> EXERCISE REQUIREMENTS
Output the data below exactly. Leave nothing out.

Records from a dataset
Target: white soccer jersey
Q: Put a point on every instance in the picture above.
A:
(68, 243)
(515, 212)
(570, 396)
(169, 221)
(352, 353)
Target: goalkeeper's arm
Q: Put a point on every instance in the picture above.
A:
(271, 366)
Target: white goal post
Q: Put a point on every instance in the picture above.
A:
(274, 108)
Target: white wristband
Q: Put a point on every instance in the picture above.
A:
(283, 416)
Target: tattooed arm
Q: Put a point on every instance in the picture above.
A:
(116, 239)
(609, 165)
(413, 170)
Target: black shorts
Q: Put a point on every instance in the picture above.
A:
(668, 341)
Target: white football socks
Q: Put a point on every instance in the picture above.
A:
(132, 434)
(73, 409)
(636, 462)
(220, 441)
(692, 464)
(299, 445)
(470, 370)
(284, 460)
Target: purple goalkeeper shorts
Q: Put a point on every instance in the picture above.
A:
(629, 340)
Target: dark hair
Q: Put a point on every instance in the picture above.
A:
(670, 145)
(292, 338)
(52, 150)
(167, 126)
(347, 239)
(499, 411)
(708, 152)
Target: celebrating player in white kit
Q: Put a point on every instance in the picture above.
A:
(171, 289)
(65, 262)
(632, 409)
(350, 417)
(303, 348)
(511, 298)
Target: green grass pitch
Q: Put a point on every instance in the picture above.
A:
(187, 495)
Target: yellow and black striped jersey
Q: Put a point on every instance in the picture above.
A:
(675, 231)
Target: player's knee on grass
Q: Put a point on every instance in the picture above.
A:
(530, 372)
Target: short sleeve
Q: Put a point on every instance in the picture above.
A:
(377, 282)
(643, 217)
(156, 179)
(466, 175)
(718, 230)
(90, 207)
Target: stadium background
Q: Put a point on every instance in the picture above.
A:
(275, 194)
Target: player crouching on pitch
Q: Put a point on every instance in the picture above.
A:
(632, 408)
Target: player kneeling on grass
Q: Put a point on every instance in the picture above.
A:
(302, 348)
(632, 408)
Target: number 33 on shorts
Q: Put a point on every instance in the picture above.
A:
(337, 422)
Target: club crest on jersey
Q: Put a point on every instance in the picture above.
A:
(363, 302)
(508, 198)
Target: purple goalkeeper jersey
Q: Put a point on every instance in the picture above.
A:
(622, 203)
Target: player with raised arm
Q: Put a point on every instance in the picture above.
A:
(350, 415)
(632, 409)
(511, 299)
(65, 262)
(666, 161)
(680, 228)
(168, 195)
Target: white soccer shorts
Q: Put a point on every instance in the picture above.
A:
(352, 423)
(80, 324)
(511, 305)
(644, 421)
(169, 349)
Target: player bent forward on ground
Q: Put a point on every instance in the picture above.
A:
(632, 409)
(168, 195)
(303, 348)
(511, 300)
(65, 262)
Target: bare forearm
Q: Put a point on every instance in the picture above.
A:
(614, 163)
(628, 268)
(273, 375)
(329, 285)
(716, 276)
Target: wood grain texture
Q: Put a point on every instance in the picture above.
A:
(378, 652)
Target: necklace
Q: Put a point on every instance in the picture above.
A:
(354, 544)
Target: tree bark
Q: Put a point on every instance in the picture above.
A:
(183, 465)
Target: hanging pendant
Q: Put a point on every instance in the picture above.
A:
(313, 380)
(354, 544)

> SOLVED PROBLEM
Target: white soccer jersey
Q: Put a point on every instance in the picture above.
A:
(68, 243)
(515, 212)
(570, 396)
(169, 221)
(352, 353)
Target: goalkeeper's arm
Q: Put a point on every instance in the picture above.
A:
(271, 366)
Target: white goal post
Q: Put a point on every instance in the picture above.
A:
(274, 108)
Target: white wristband
Q: Put a point on every instance in the picture above.
A:
(283, 416)
Target: tattooed arm
Q: Put a point on every instance in the picture above.
A:
(116, 239)
(609, 165)
(413, 170)
Target: black shorts
Q: Put a point on every instance in the picture above.
A:
(668, 341)
Target: white football socks
Q: Put a point on every instance in the picture above.
A:
(132, 434)
(73, 409)
(636, 462)
(220, 441)
(692, 464)
(299, 445)
(470, 370)
(284, 460)
Target: purple goalkeeper shorts
Q: Put a point on every instance in the picture above.
A:
(629, 340)
Target: dark hair
Q: Put a point on every instance in the picture above.
A:
(670, 145)
(292, 338)
(52, 150)
(167, 126)
(347, 239)
(499, 411)
(708, 152)
Target: celebrating player in white kit
Q: Put a point on every instance in the picture above.
A:
(171, 289)
(65, 262)
(632, 409)
(350, 417)
(303, 348)
(511, 298)
Target: green grass pitch
Q: Put a point on every instance in the picture above.
A:
(187, 495)
Target: yellow and black striped jersey
Q: Put a point on every instance in the picture above.
A:
(675, 231)
Target: player's knee on grass
Q: Put a point on every instance in the picture above.
A:
(530, 372)
Target: short sleeve
Q: Put a point on every instance in the picture above.
A:
(377, 282)
(643, 217)
(156, 179)
(466, 175)
(718, 230)
(90, 207)
Target: stadium background
Q: Put a point on every instance in the picture above.
A:
(275, 194)
Target: player crouching on pitch
Q: Put a point on every instance in the picture above.
A:
(632, 408)
Target: player kneeling on grass
Q: Put a point on every instance in the picture above.
A:
(302, 348)
(632, 408)
Target: number 33 on shorts
Q: Put a point on every instance in the picture above.
A:
(337, 422)
Target: club crest on jersey
Q: Put a point on every instance in the picture above.
A:
(363, 302)
(508, 198)
Target: purple goalkeeper jersey
Q: Put a point on every instance in the picture above.
A:
(622, 203)
Target: player with raised arm
Q: Put a point on every instance in the picture above.
A:
(350, 415)
(632, 409)
(511, 299)
(65, 262)
(666, 161)
(680, 228)
(168, 195)
Target: white soccer shorts
Q: Put a point on every instance in the picture above.
A:
(352, 423)
(80, 324)
(511, 305)
(644, 421)
(169, 349)
Target: player bent forward on ground
Q: Put a point on every instance in the picture above.
A:
(632, 409)
(168, 195)
(303, 348)
(511, 300)
(65, 262)
Target: bare forearm
Q: Put a point on every instance in the picture above.
A:
(614, 163)
(628, 268)
(273, 375)
(329, 285)
(716, 276)
Target: wood grain texture
Q: Put a point on every instance in the picture above.
A:
(378, 652)
Target: necklace
Q: Put a point on every instance in the picture above.
A:
(354, 544)
Target: tree bark
Q: Put a point on every instance in the picture above.
A:
(183, 465)
Target: hanging pendant
Q: Put a point on every instance in the picture above.
A:
(313, 380)
(354, 544)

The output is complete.